▼

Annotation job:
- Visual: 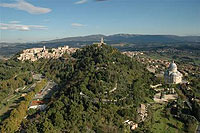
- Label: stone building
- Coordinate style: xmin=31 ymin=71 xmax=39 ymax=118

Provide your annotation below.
xmin=17 ymin=45 xmax=78 ymax=62
xmin=164 ymin=61 xmax=183 ymax=84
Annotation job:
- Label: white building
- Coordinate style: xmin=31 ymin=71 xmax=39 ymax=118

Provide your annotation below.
xmin=29 ymin=104 xmax=47 ymax=110
xmin=164 ymin=61 xmax=183 ymax=84
xmin=17 ymin=45 xmax=77 ymax=61
xmin=94 ymin=37 xmax=106 ymax=47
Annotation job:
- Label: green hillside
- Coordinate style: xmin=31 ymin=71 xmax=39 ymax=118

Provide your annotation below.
xmin=20 ymin=44 xmax=156 ymax=132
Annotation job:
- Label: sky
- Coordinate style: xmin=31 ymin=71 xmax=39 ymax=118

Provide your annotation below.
xmin=0 ymin=0 xmax=200 ymax=43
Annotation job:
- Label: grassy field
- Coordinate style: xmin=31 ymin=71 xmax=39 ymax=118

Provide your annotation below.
xmin=150 ymin=104 xmax=185 ymax=133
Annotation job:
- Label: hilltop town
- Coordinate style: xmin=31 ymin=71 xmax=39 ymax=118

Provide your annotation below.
xmin=17 ymin=46 xmax=79 ymax=61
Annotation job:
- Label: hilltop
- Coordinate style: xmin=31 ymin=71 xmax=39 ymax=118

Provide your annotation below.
xmin=11 ymin=43 xmax=156 ymax=132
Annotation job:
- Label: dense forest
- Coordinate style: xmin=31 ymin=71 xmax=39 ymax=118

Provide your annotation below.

▲

**WORK REQUIRED**
In the listing above, the line containing "- Label: sky" and all lines after it are to be restated word for word.

**RESPONSE TO THE TASK**
- Label: sky
- Coordinate style: xmin=31 ymin=71 xmax=39 ymax=118

Provide your annotation below.
xmin=0 ymin=0 xmax=200 ymax=43
Annotation job:
- Label: grassy field
- Coordinate style: xmin=31 ymin=71 xmax=39 ymax=118

Provide your annotation below.
xmin=150 ymin=104 xmax=185 ymax=133
Annotation job:
- Label: hilltop town
- Coordinate style: xmin=31 ymin=71 xmax=39 ymax=118

Provide your annotation below.
xmin=17 ymin=46 xmax=79 ymax=61
Annotation job:
- Label: hilltop
- Coordinate style: xmin=31 ymin=71 xmax=39 ymax=118

Provide your annotation below.
xmin=11 ymin=43 xmax=156 ymax=132
Annotation job:
- Label: dense forest
- Coordinate style: xmin=31 ymin=71 xmax=39 ymax=118

Provide your annotation below.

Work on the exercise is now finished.